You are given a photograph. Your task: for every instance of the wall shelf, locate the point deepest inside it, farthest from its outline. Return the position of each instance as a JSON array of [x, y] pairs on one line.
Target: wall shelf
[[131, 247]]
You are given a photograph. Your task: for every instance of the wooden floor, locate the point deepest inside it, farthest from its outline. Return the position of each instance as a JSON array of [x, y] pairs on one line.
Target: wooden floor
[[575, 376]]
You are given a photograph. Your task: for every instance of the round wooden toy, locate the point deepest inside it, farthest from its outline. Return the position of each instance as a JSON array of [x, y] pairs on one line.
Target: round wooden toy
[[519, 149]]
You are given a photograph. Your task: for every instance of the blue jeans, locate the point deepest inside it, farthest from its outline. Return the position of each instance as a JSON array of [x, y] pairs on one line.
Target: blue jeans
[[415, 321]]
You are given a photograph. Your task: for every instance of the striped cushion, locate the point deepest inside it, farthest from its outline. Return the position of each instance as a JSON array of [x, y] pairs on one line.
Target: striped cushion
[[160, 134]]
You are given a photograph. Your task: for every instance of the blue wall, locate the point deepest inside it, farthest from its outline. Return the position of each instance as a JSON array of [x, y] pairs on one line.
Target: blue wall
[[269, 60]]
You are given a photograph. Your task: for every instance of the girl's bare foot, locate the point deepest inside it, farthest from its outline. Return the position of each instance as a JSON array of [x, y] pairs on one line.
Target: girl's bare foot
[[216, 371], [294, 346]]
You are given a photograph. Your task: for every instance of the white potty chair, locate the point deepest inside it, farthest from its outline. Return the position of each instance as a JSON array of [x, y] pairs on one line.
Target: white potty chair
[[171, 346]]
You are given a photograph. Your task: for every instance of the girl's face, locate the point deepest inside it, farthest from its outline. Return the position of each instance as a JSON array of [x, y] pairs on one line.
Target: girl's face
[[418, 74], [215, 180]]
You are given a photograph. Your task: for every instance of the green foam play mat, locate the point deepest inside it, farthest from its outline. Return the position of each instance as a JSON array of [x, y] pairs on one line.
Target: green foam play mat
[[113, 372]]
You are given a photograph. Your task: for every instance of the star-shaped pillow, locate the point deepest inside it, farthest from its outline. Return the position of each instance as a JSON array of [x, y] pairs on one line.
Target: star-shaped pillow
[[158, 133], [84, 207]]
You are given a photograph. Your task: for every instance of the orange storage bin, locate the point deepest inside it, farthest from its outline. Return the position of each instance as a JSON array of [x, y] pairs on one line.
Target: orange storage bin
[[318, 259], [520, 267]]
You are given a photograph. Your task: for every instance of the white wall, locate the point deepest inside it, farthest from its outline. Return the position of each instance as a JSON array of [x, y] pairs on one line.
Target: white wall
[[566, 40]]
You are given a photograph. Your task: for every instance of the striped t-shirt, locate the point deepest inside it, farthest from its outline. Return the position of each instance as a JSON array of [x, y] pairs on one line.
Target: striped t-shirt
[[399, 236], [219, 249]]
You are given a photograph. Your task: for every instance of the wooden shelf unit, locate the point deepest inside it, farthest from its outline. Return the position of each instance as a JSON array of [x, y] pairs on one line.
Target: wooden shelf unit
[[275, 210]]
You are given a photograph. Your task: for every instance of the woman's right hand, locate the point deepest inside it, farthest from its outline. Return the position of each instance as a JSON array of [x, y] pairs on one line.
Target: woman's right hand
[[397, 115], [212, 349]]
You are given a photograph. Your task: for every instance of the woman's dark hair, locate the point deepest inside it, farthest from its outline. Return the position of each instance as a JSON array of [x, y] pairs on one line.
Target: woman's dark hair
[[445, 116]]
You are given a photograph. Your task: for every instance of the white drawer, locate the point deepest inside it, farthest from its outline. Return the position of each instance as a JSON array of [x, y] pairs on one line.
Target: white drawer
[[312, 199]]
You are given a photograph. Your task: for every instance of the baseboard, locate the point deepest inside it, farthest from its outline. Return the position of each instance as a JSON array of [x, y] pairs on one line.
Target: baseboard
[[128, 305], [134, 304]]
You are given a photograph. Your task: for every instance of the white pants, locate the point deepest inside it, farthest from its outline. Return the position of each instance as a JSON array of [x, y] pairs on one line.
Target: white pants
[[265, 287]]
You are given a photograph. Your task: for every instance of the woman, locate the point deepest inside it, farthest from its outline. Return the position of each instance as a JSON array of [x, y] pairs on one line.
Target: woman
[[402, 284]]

● **WORK TO COMPLETE**
Reproduce all of the data above word for word, line by line, in the same order.

● **WRITTEN SOLUTION**
You are given a photograph. Your task: for every instance of the wall shelf, locate the point deepest inside it, farthest from its outline. Return the position of each instance as a JSON array of [x, y] pairs on one line.
Target: wall shelf
[[131, 247]]
You are given a photograph. Your task: for every instance of the wooden floor, locate the point deepest inside it, farthest from its outline. Return the position of each instance as a JSON array of [x, y] pairs on one line.
Target: wooden floor
[[575, 376]]
You are given a photograph. Your task: for every instance of the round wooden toy, locate the point deepest inside it, farthest from its outline. Return the position of each instance as a JSON array of [x, y] pairs on one line.
Target: round wooden toy
[[519, 149]]
You are given a photograph. Your task: for every instance of the blue jeans, locate the point deepest inside it, farthest from its outline. Return the position of each instance as a JSON array of [x, y] pairs on one line.
Target: blue jeans
[[415, 321]]
You are given a photograph. Your task: for every instance of the striped cushion, locate the point deepest inside it, farthest from its outline. Return the position of each instance as a JSON array of [x, y] pairs on one line.
Target: striped cushion
[[160, 134]]
You are given a photograph. Your task: for every instance of the blue wall, locate the point deepest inside it, farthest from its outline. Return the position of each instance as a JSON array of [x, y] pairs on one line.
Target: blue wall
[[269, 60]]
You are given a photograph. Your task: for every instance of the girl's bare foot, locate the point deepest inside it, farthest from its outline. Return the position of each instance as a JSON array of [x, y] pairs on one line.
Target: girl's bare foot
[[216, 371], [294, 346]]
You are given a photograph. Your task: for every instance of the white potty chair, locate the point deepest inside it, farthest from its outline. Return the position of each instance as a JSON array of [x, y] pairs on one line.
Target: white potty chair
[[171, 346]]
You are given a photograph. Your task: for every instance of the girl's face, locate the point deepest inside it, farthest from its outline. Return the position of each instance as a JSON array of [x, y] pairs on one line.
Target: girl's face
[[418, 74], [215, 180]]
You are given a photograph. Your task: for every instance of the green foam play mat, locate the point deepest inside it, farthest from its outline. Return the position of each instance as a JSON array of [x, y] pairs on one line.
Target: green foam play mat
[[113, 372]]
You are given a photograph. Your task: for every instance of the star-shaped pillow, locate the point deepest inside it, farthest from its outline. Return the position of each instance as a JSON array of [x, y] pairs on one line.
Target: star-shaped pillow
[[158, 133], [84, 207]]
You are given a photograph. Your task: for every instance of the orange storage bin, locate the point deepest inside it, farthest from its outline. Return the position of each instance as a JSON array of [x, y] pairs on one line.
Target: orange storage bin
[[318, 259], [520, 267]]
You are given a photograph. Your task: for every instance of the white wall, locate the point deepest inside it, farthest from its outline. Return the position of each instance as a JSON array of [x, y] pairs on one line.
Target: white wall
[[566, 40]]
You are given a photograph. Your task: for every instance of the striped t-shirt, locate the point deepest inside it, farthest from its outline. Return the position of each instance as a JSON array of [x, y] pairs on one line.
Target: striped t-shirt
[[399, 236], [219, 249]]
You are given a photograph. Your task: for every instance of the wooden shelf unit, locate the point deepest inside it, farthest from its outline. Return the position of each instance as a JSON array of [x, y] pairs on one line.
Target: wooden shelf unit
[[275, 210]]
You are given a photograph. Your task: for every instance of the woman's right hand, locate the point deepest inside it, farthest from its outline. Return the position of each instance as a JSON array of [x, y] pairs on one line.
Target: woman's right hand
[[397, 115], [212, 349]]
You are given a photograph. Your task: for every instance of the woman's dark hair, locate the point deepest inside it, farthest from its outline. Return the position of each instance as a JSON array of [x, y] pairs on one line.
Target: woman's dark hair
[[445, 116]]
You are given a photograph. Your task: for every instance of the white drawer, locate the point deepest inside it, farthest from its outline. Return the position of each instance as a JSON array of [x, y] pairs on one line.
Target: white drawer
[[312, 199]]
You are given a photograph. Your task: for every instance of the baseboard, locate the point deepest inside it, farthest from its outline. Return the position of each instance as a JSON array of [x, y] pairs on one line.
Target: baseboard
[[128, 305], [134, 304]]
You are given a photograph. Your task: for every instance of the white pants, locate the point deepest inside it, farthest from its outline. Return the position of each instance as a JSON array of [x, y] pairs on one line.
Target: white pants
[[265, 287]]
You are given a photograph. Your task: for every instance of the woman, locate the point deepest inside it, farthest from its outline. Return the position of each instance as a JSON array of [x, y] pairs on one line.
Target: woman
[[402, 284]]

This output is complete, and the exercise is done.